**DIRECTIONS FOR THIS TASK**
Format the listing as a two-column CSV with the headers "request" and "answer," giving one row per request. Put each field in double quotes and replace any line breaks inside a field with spaces.

[Object point labels]
•••••

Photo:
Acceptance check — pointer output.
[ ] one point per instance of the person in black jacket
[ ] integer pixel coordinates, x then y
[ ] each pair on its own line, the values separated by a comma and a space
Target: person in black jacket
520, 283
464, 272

•••••

**PROBLEM SOLUTION**
request,answer
"Photo: Acceptance check — pointer output. [ ] one point per instance of the person in black jacket [ ] integer pixel coordinates, x then y [ ] each pair on its own line, the values separated by a comma and a space Target: person in black jacket","520, 283 464, 272"